- [What the task requires]: Format all the data below as a Markdown table with the columns Row and Line. Put the row number in the first column and the line in the second, and leave out blank lines.

- [Records supplied]:
========================

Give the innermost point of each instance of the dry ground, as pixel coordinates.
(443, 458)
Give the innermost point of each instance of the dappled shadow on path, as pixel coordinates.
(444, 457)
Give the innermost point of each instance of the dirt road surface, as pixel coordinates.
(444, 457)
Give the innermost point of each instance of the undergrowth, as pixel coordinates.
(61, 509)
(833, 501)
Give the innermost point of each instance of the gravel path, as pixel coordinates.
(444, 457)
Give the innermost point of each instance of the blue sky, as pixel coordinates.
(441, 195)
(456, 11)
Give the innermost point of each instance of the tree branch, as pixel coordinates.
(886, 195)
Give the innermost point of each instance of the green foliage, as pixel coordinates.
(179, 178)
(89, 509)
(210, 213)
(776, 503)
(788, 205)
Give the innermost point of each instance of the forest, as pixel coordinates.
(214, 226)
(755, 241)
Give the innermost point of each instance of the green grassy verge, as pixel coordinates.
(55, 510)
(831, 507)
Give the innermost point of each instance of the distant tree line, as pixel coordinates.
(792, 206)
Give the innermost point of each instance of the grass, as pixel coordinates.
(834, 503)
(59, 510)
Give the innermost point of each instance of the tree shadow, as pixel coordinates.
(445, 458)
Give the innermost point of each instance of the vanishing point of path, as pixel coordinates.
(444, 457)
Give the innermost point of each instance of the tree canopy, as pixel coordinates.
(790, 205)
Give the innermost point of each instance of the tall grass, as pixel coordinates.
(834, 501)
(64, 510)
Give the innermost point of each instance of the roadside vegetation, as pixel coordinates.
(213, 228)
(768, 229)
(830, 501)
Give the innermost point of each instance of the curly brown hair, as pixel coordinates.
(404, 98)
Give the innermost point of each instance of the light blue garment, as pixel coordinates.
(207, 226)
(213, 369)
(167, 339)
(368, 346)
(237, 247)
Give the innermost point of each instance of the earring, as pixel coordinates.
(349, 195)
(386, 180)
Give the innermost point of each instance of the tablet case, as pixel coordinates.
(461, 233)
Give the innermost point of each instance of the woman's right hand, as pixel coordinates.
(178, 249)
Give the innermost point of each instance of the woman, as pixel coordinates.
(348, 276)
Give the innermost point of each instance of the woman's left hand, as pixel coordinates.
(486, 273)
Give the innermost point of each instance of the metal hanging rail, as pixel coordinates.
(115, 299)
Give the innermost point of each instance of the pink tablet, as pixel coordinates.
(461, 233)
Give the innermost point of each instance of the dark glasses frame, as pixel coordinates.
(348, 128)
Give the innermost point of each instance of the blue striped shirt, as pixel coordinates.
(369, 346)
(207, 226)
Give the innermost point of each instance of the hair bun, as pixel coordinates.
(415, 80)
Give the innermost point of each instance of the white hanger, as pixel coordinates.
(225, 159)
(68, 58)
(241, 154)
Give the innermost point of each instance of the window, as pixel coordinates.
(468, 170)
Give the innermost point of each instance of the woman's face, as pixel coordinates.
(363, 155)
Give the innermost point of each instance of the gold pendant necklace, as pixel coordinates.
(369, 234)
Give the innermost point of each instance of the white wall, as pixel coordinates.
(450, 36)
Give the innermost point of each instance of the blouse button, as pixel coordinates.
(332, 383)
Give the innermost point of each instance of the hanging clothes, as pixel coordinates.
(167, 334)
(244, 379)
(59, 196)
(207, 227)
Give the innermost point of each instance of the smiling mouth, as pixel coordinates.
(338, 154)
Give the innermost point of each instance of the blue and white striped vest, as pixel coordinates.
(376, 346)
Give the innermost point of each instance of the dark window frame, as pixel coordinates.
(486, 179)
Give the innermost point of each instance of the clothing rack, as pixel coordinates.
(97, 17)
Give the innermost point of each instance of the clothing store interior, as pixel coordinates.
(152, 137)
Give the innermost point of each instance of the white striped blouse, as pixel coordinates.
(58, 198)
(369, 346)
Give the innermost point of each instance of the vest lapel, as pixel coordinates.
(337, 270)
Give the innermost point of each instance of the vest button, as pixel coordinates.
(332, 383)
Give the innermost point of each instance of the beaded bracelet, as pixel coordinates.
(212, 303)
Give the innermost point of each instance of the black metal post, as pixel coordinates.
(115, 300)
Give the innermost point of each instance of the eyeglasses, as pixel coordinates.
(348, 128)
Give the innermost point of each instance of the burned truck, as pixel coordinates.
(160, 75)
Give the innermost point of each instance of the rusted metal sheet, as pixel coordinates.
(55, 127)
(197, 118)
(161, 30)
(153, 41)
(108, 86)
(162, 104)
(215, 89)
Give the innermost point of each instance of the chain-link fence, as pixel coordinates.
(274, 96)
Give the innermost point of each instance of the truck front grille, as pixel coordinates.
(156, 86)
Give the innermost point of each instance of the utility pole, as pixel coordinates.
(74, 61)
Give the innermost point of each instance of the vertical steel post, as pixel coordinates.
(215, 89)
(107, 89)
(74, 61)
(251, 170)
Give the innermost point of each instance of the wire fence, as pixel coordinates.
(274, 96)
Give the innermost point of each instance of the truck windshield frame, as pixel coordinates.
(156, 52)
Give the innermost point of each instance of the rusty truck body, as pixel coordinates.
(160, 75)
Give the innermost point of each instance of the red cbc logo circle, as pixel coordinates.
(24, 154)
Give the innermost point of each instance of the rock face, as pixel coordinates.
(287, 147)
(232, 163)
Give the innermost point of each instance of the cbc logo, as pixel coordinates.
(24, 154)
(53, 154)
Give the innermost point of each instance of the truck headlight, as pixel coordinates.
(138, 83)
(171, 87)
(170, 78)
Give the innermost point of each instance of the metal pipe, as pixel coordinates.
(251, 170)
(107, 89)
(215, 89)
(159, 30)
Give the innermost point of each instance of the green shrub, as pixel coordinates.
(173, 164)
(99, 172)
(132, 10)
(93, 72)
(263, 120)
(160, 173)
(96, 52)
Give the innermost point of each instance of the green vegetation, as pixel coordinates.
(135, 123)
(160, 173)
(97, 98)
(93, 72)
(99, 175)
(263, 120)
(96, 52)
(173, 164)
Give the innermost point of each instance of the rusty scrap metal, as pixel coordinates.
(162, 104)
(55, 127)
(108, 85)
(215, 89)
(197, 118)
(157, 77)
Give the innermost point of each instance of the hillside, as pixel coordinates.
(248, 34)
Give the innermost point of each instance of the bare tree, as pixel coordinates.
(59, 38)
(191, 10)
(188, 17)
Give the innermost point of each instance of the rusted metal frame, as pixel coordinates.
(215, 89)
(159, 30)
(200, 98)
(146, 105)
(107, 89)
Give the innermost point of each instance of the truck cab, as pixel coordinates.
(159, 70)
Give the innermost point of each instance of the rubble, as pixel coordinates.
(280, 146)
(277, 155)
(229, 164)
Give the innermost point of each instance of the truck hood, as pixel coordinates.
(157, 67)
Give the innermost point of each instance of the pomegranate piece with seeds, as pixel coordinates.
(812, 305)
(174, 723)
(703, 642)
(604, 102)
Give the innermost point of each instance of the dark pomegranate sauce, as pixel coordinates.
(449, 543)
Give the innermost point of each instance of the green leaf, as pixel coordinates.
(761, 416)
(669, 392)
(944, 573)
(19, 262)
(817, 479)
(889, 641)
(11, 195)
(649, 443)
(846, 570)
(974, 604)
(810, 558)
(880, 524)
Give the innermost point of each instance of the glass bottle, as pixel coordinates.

========================

- [Response to this task]:
| Row | Line |
|---|---|
| 1 | Give the innermost point of each instance of the dry ground, as pixel coordinates. |
| 2 | (443, 458) |
| 3 | Give the innermost point of each instance of the dappled shadow on path, as pixel coordinates. |
| 4 | (444, 457) |
| 5 | Give the innermost point of each instance of the dirt road surface, as pixel coordinates. |
| 6 | (444, 457) |
| 7 | Give the innermost point of each instance of the undergrowth, as pixel coordinates. |
| 8 | (61, 509) |
| 9 | (833, 501) |
| 10 | Give the innermost point of each instance of the gravel path, as pixel coordinates. |
| 11 | (444, 457) |
| 12 | Give the innermost point of each instance of the blue sky, as pixel coordinates. |
| 13 | (441, 195) |
| 14 | (456, 11) |
| 15 | Give the innermost point of each instance of the tree branch, as pixel coordinates. |
| 16 | (886, 195) |
| 17 | Give the innermost point of each instance of the green foliage, as pixel coordinates. |
| 18 | (179, 178) |
| 19 | (89, 509) |
| 20 | (210, 213) |
| 21 | (776, 503) |
| 22 | (788, 205) |
| 23 | Give the innermost point of each instance of the forest, as pixel coordinates. |
| 24 | (214, 226) |
| 25 | (755, 241) |
| 26 | Give the innermost point of each instance of the green grassy verge, as pixel coordinates. |
| 27 | (55, 510) |
| 28 | (831, 507) |
| 29 | Give the innermost point of each instance of the distant tree line, as pixel coordinates. |
| 30 | (792, 206) |
| 31 | Give the innermost point of each instance of the grass, as pixel coordinates. |
| 32 | (834, 503) |
| 33 | (59, 510) |
| 34 | Give the innermost point of each instance of the tree shadow, as pixel coordinates. |
| 35 | (445, 458) |
| 36 | Give the innermost point of each instance of the vanishing point of path, as pixel coordinates. |
| 37 | (444, 457) |
| 38 | Give the innermost point of each instance of the tree canopy, as pixel coordinates. |
| 39 | (790, 205) |
| 40 | Give the innermost point of each instance of the tall grass, as pixel coordinates. |
| 41 | (834, 501) |
| 42 | (64, 510) |
| 43 | Give the innermost point of each instance of the roadside vegetation, as pixel coordinates. |
| 44 | (213, 228) |
| 45 | (768, 229) |
| 46 | (830, 501) |
| 47 | Give the innermost point of each instance of the curly brown hair, as pixel coordinates. |
| 48 | (404, 98) |
| 49 | Give the innermost point of each instance of the light blue garment, as pixel coordinates. |
| 50 | (207, 226) |
| 51 | (213, 369) |
| 52 | (167, 339) |
| 53 | (368, 346) |
| 54 | (237, 247) |
| 55 | Give the innermost point of each instance of the earring, as pixel coordinates. |
| 56 | (349, 195) |
| 57 | (386, 180) |
| 58 | Give the innermost point of each instance of the tablet case, as pixel coordinates. |
| 59 | (461, 233) |
| 60 | Give the innermost point of each instance of the woman's right hand, as pixel coordinates. |
| 61 | (178, 249) |
| 62 | Give the innermost point of each instance of the woman, as pixel coordinates. |
| 63 | (348, 276) |
| 64 | Give the innermost point of each instance of the woman's left hand, as pixel coordinates. |
| 65 | (486, 273) |
| 66 | Give the innermost point of each instance of the metal hanging rail, as pixel coordinates. |
| 67 | (115, 299) |
| 68 | Give the innermost point of each instance of the pink tablet, as pixel coordinates. |
| 69 | (461, 233) |
| 70 | Give the innermost point of each instance of the dark glasses frame, as pixel coordinates. |
| 71 | (348, 128) |
| 72 | Give the innermost point of each instance of the blue striped shirt, as pixel coordinates. |
| 73 | (369, 346) |
| 74 | (207, 226) |
| 75 | Give the innermost point of each instance of the hair bun, as pixel coordinates. |
| 76 | (415, 80) |
| 77 | Give the innermost point of each instance of the white hanger, as pixel coordinates. |
| 78 | (225, 159) |
| 79 | (68, 58) |
| 80 | (241, 154) |
| 81 | Give the innermost point of each instance of the window, as pixel coordinates. |
| 82 | (468, 170) |
| 83 | Give the innermost point of each instance of the woman's face, as pixel coordinates. |
| 84 | (363, 155) |
| 85 | Give the innermost point of each instance of the gold pendant necklace, as pixel coordinates. |
| 86 | (369, 234) |
| 87 | Give the innermost point of each instance of the white wall, as pixel coordinates. |
| 88 | (450, 36) |
| 89 | Give the innermost point of each instance of the blouse button, as pixel coordinates. |
| 90 | (332, 383) |
| 91 | Give the innermost point of each instance of the hanging clothes, as pixel coordinates. |
| 92 | (167, 334) |
| 93 | (244, 379) |
| 94 | (59, 196) |
| 95 | (207, 227) |
| 96 | Give the innermost point of each instance of the smiling mouth, as pixel coordinates. |
| 97 | (338, 154) |
| 98 | Give the innermost point of each instance of the blue and white striped vest, as pixel coordinates. |
| 99 | (376, 346) |
| 100 | Give the innermost point of each instance of the dark window frame, as pixel coordinates. |
| 101 | (486, 179) |
| 102 | Give the innermost point of each instance of the clothing rack, as pixel coordinates. |
| 103 | (97, 17) |
| 104 | Give the innermost point of each instance of the clothing store interior, as pixel coordinates. |
| 105 | (152, 137) |
| 106 | Give the innermost point of each instance of the white striped blouse, as pixel coordinates. |
| 107 | (58, 198) |
| 108 | (369, 346) |
| 109 | Give the innermost point of each instance of the vest lapel, as pixel coordinates. |
| 110 | (337, 270) |
| 111 | Give the innermost point of each instance of the vest button, as pixel coordinates. |
| 112 | (332, 383) |
| 113 | Give the innermost point of each instance of the beaded bracelet, as pixel coordinates. |
| 114 | (212, 303) |
| 115 | Give the innermost point of each instance of the black metal post, as pixel coordinates. |
| 116 | (115, 300) |
| 117 | Give the innermost point of each instance of the eyeglasses, as pixel coordinates. |
| 118 | (348, 128) |
| 119 | Give the innermost point of each instance of the burned truck, as pixel coordinates. |
| 120 | (160, 75) |
| 121 | Give the innermost point of each instance of the rusted metal sheet, as pixel coordinates. |
| 122 | (55, 127) |
| 123 | (197, 118) |
| 124 | (161, 30) |
| 125 | (153, 41) |
| 126 | (108, 86) |
| 127 | (162, 104) |
| 128 | (215, 89) |
| 129 | Give the innermost point of each instance of the chain-link fence, as pixel coordinates. |
| 130 | (274, 96) |
| 131 | Give the innermost point of each instance of the truck front grille, as pixel coordinates. |
| 132 | (156, 86) |
| 133 | Give the innermost point of each instance of the utility pole, as pixel coordinates. |
| 134 | (74, 61) |
| 135 | Give the innermost point of each instance of the vertical steel post, as pixel coordinates. |
| 136 | (215, 89) |
| 137 | (107, 89) |
| 138 | (74, 61) |
| 139 | (251, 170) |
| 140 | Give the innermost point of each instance of the wire fence, as pixel coordinates. |
| 141 | (274, 96) |
| 142 | Give the innermost point of each instance of the truck windshield frame, as pixel coordinates. |
| 143 | (156, 52) |
| 144 | Give the innermost point of each instance of the rusty truck body, as pixel coordinates. |
| 145 | (160, 75) |
| 146 | Give the innermost point of each instance of the red cbc logo circle, as pixel coordinates. |
| 147 | (24, 154) |
| 148 | Give the innermost point of each instance of the rock face, as pixel coordinates. |
| 149 | (287, 147) |
| 150 | (232, 163) |
| 151 | Give the innermost point of each instance of the cbc logo, as pixel coordinates. |
| 152 | (24, 154) |
| 153 | (53, 154) |
| 154 | Give the innermost point of each instance of the truck headlight, as pixel coordinates. |
| 155 | (138, 83) |
| 156 | (171, 87) |
| 157 | (170, 78) |
| 158 | Give the innermost point of each instance of the metal pipe, as pixel coordinates. |
| 159 | (251, 170) |
| 160 | (107, 89) |
| 161 | (215, 89) |
| 162 | (159, 30) |
| 163 | Give the innermost point of each instance of the green shrub, as pixel coordinates. |
| 164 | (173, 164) |
| 165 | (99, 172) |
| 166 | (132, 10) |
| 167 | (93, 72) |
| 168 | (263, 120) |
| 169 | (160, 173) |
| 170 | (96, 52) |
| 171 | Give the innermost point of each instance of the green vegetation, as pixel coordinates. |
| 172 | (135, 123) |
| 173 | (160, 173) |
| 174 | (97, 98) |
| 175 | (93, 72) |
| 176 | (99, 175) |
| 177 | (263, 120) |
| 178 | (96, 52) |
| 179 | (173, 164) |
| 180 | Give the innermost point of each instance of the rusty scrap metal, as pixel coordinates. |
| 181 | (162, 104) |
| 182 | (55, 127) |
| 183 | (108, 85) |
| 184 | (215, 89) |
| 185 | (197, 118) |
| 186 | (157, 77) |
| 187 | Give the innermost point of each instance of the hillside, as pixel coordinates. |
| 188 | (248, 34) |
| 189 | Give the innermost point of each instance of the bare tree, as pixel coordinates. |
| 190 | (59, 38) |
| 191 | (191, 10) |
| 192 | (188, 17) |
| 193 | Give the innermost point of each instance of the rusted metal frame, as pixel coordinates. |
| 194 | (215, 89) |
| 195 | (159, 30) |
| 196 | (200, 98) |
| 197 | (146, 105) |
| 198 | (107, 89) |
| 199 | Give the innermost point of each instance of the truck cab, as pixel coordinates. |
| 200 | (159, 70) |
| 201 | Give the innermost point of each instance of the rubble, as pixel coordinates. |
| 202 | (280, 146) |
| 203 | (277, 155) |
| 204 | (229, 164) |
| 205 | Give the innermost point of each instance of the truck hood, as pixel coordinates. |
| 206 | (157, 67) |
| 207 | Give the innermost point of each instance of the pomegranate piece with seeds, as pixel coordinates. |
| 208 | (812, 305) |
| 209 | (174, 723) |
| 210 | (703, 642) |
| 211 | (604, 102) |
| 212 | Give the innermost point of each instance of the dark pomegranate sauce, as pixel coordinates. |
| 213 | (449, 543) |
| 214 | Give the innermost point of each instance of the green leaf, as pixel coordinates. |
| 215 | (761, 416) |
| 216 | (669, 392) |
| 217 | (944, 573) |
| 218 | (19, 262) |
| 219 | (817, 479) |
| 220 | (889, 641) |
| 221 | (11, 195) |
| 222 | (649, 443) |
| 223 | (846, 570) |
| 224 | (974, 604) |
| 225 | (810, 558) |
| 226 | (880, 524) |
| 227 | Give the innermost point of each instance of the glass bottle, as pixel coordinates. |